Data for this task =>
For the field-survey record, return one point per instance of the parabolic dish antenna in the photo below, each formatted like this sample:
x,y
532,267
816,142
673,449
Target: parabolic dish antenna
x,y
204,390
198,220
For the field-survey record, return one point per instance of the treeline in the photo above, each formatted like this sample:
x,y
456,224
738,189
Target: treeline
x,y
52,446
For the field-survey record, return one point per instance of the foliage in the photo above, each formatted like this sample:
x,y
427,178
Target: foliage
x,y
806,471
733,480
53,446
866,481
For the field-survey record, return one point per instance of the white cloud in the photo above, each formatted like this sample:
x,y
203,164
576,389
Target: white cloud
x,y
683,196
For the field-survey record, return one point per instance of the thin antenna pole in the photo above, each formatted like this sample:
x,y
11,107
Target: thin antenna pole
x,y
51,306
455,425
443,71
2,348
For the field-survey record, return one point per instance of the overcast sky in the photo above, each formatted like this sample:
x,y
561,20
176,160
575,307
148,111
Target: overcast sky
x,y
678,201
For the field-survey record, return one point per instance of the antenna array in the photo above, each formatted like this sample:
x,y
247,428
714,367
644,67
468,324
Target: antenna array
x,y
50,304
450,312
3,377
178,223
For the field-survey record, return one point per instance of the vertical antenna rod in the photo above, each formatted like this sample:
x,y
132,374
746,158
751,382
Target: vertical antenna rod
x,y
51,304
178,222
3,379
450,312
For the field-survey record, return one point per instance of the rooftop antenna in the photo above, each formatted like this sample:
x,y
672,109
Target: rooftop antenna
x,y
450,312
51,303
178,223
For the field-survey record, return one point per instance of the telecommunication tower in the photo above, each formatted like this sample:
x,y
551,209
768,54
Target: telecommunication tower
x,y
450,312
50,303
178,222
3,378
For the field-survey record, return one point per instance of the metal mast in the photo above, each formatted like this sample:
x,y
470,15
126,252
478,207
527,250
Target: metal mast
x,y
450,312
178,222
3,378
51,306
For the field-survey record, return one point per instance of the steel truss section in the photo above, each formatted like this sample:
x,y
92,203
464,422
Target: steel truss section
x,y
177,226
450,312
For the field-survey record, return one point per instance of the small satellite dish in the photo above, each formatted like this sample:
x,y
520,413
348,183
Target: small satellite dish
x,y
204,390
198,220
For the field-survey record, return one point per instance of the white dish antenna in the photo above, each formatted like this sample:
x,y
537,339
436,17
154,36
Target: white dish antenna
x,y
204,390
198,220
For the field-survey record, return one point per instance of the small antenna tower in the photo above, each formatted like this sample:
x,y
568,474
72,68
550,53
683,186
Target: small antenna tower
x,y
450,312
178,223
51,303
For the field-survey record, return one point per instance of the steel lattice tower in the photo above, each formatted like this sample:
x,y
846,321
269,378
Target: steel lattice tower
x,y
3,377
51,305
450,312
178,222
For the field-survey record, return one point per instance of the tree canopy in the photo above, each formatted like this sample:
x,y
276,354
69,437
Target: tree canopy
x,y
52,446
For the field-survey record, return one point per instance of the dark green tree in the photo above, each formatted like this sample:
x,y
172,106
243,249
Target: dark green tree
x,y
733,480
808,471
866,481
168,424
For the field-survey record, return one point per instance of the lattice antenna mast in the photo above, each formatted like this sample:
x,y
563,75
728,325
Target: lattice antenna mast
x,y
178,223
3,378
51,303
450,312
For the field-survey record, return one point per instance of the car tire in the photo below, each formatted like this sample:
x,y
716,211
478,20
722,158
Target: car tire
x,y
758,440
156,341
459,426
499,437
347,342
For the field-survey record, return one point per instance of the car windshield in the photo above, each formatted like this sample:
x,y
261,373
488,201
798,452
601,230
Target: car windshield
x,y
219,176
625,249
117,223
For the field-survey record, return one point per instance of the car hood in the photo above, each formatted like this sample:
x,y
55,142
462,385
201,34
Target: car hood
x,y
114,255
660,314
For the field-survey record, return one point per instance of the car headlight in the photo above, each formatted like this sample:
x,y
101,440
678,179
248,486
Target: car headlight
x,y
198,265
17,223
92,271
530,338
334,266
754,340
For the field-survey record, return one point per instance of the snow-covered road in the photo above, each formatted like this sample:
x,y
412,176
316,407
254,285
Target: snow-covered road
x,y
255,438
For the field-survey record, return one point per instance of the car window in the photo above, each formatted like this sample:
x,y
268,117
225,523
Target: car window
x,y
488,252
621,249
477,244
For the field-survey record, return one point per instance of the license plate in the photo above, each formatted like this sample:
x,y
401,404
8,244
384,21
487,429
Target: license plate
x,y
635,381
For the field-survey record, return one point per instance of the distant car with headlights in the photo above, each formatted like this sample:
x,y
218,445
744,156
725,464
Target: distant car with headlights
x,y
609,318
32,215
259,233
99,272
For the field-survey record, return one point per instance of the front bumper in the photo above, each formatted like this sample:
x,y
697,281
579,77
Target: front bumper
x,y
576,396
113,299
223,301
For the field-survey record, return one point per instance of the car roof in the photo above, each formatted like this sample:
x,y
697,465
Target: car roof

What is needed => Copy the listing from the line containing "of the snow-covered" through the end of the listing, with "snow-covered road" changed to "icy road" and everything else unchanged.

Task response =>
For the field-survey record, return one point per instance of the icy road in the photo above, each formatted like this sample:
x,y
412,176
316,407
254,285
Target: icy road
x,y
255,438
For the field-survey record, return one point per instance of the car window in the photo above, each formatted like this sample:
x,y
268,117
225,523
Target: car window
x,y
488,252
621,249
477,244
For the field-survey record, return one point per instance of the license plate in the photo above, each formatted like this sample:
x,y
401,404
8,244
384,21
487,429
Target: license plate
x,y
635,381
For the field-survey record, return one point per instance of the distant car with headlights in the photo above, each formatted like this sample:
x,y
218,445
744,156
725,464
Target: distant car with headlights
x,y
609,318
32,215
259,233
99,272
For the field-survey record, return one point per instance of the front bumper in the photo above, each formatted like this sample:
x,y
697,281
579,77
Target: front bumper
x,y
576,396
113,299
223,301
For the field-survey record, return one point per instance of the car roof in the photo above, each formatted like this sample:
x,y
697,465
Target: car roof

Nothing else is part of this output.